■ Work to do: Write out the data below in full, unchanged, minus the images.

[Records contained in a dataset]
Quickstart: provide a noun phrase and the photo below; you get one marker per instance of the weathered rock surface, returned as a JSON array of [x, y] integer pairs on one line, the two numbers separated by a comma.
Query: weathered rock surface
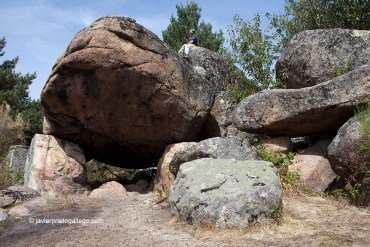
[[316, 56], [282, 145], [226, 192], [28, 208], [220, 73], [313, 166], [16, 194], [54, 167], [216, 69], [217, 148], [300, 112], [124, 95], [15, 162], [344, 152], [219, 121], [109, 190]]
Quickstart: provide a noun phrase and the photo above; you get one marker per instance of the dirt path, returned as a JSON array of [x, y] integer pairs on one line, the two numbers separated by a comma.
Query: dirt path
[[137, 221]]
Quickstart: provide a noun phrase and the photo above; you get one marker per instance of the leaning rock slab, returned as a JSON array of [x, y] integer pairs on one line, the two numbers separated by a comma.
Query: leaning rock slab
[[300, 112], [226, 192], [54, 167], [218, 148], [315, 56], [123, 95]]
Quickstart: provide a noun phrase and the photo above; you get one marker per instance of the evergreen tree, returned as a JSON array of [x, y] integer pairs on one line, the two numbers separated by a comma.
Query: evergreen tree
[[303, 15], [14, 91], [188, 17]]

■ Task answer:
Quickstart: provide a noun phrase and the photo below; you get one marker per instance of the weathered rock surface, returned as a JSON array of [x, y] integer pairs on one line, the two numbers separated by a comma.
Query: weathered rock surface
[[316, 56], [282, 145], [226, 192], [28, 208], [220, 73], [313, 166], [16, 194], [54, 167], [216, 69], [217, 148], [300, 112], [124, 95], [15, 162], [344, 152], [219, 121], [109, 190]]
Quickstart: provide a noun phrase and the photo above; you get one marker per instance of the dirt path, returned as a JSON array of [x, y] integer pairs on one line, the two numbers separated by a comma.
Query: dirt path
[[137, 221]]
Quickstart: provide a noun phrase and the photo above; you get one marker per instance of the leaning rock slab, returned as a JSON array of [x, y] integer pairs on one line, the two numbers separated by a comma.
Query: leaning rock slab
[[300, 112], [226, 192], [54, 167], [218, 148], [315, 56], [123, 95]]
Quickstart: provide a noun phrase and the photo above; you get one marker per instance of the evergreen tree, returned as a JSON array of [x, y] integer pairs on one line, the two numbers separated by a comma.
Query: evergreen tree
[[303, 15], [14, 91], [188, 17]]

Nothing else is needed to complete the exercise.